*** Opening EXCERPT PROVIDED ***

Partial Root Table: The context may include some or all columns from the root table. In this case, the model will complete the remaining columns of the root table and generate the associated event sequence. These context columns must be declared in the EventPreproc. As an example, to generate time series only for male patients, use as context column the gender column from the patient table, and provide as context a constant column with the value "male".
Partial Time Series: The context may include the full root table and partial sequences of events in one or more event tables. In this case, the model will continue generating events from where the sequences left off.

Stopping criteria

By default, the model learns when to stop generating an event sequence based on the training data. If a final event is generated, the sequence terminates automatically.

You can override this behavior with the following optional parameters of EventModel.generate():

max_n_events: The maximum number of events in the final sequence (including those in the context, if provided).
forbidden_events: A collection of event tables that should not be generated. This includes both final and non-final events. For example, consider two final tables, discharge and ongoing, with the latter containing the final events for the patients with ongoing treatments at the time of the data collection. If you only want to generate discharges, simply add ongoing to this list.
force_final (bool): If True, forces the sequence to end with a final event—unless max_n_events is reached first. This is useful when some sequences in the original data do not end in a final event, while the user needs to generate complete sequences.
force_event (bool): If True, the model continues generating non-final events until the max_n_events limit is reached.

*** Closing EXCERPT PROVIDED ***

__USING THE INFORMATION__.
1) List every optional parameter of EventModel.generate() named in the excerpt on event sequence generation.
2) From the excerpt on event sequence generation, repeat word for word the part that opens with the words containing "max_n_events: The maximum" and closes with "to this list.".

*** Opening EXTRACTED RECORDS ***

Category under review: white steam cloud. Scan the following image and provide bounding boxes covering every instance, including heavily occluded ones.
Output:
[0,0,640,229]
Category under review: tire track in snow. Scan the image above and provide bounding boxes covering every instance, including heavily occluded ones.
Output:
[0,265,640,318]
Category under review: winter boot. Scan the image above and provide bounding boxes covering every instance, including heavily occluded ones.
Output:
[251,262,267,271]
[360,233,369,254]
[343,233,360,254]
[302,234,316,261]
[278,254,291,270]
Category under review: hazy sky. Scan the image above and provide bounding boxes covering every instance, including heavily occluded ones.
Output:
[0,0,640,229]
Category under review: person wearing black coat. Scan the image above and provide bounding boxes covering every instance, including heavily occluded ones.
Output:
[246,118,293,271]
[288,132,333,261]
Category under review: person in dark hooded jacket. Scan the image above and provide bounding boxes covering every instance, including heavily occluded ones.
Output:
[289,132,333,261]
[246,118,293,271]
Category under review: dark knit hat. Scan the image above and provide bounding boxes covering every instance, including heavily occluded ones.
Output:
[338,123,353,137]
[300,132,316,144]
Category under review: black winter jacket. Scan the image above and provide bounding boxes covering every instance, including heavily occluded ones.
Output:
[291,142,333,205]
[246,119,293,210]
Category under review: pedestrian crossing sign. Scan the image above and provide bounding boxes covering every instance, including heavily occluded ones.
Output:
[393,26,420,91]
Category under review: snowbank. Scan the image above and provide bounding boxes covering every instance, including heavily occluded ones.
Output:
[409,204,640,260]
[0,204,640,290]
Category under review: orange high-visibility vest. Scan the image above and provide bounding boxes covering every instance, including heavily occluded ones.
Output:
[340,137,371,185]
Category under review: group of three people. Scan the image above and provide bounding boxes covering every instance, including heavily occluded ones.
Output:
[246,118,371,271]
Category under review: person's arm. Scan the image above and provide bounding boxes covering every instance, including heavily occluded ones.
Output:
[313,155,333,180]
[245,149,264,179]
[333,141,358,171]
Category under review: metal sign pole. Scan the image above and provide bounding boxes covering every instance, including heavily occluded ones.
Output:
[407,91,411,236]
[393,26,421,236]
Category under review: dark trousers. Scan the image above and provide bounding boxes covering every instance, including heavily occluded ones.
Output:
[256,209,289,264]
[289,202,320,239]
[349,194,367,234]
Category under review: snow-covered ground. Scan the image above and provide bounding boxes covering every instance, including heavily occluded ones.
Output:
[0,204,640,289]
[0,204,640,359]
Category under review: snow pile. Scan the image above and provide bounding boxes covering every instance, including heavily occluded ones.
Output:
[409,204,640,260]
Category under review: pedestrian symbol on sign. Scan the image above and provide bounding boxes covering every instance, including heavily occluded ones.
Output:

*** Closing EXTRACTED RECORDS ***

__ANSWERS TO THE EXERCISES__.
1)
max_n_events
forbidden_events
force_final
force_event

2)
max_n_events: The maximum number of events in the final sequence (including those in the context, if provided).
forbidden_events: A collection of event tables that should not be generated. This includes both final and non-final events. For example, consider two final tables, discharge and ongoing, with the latter containing the final events for the patients with ongoing treatments at the time of the data collection. If you only want to generate discharges, simply add ongoing to this list.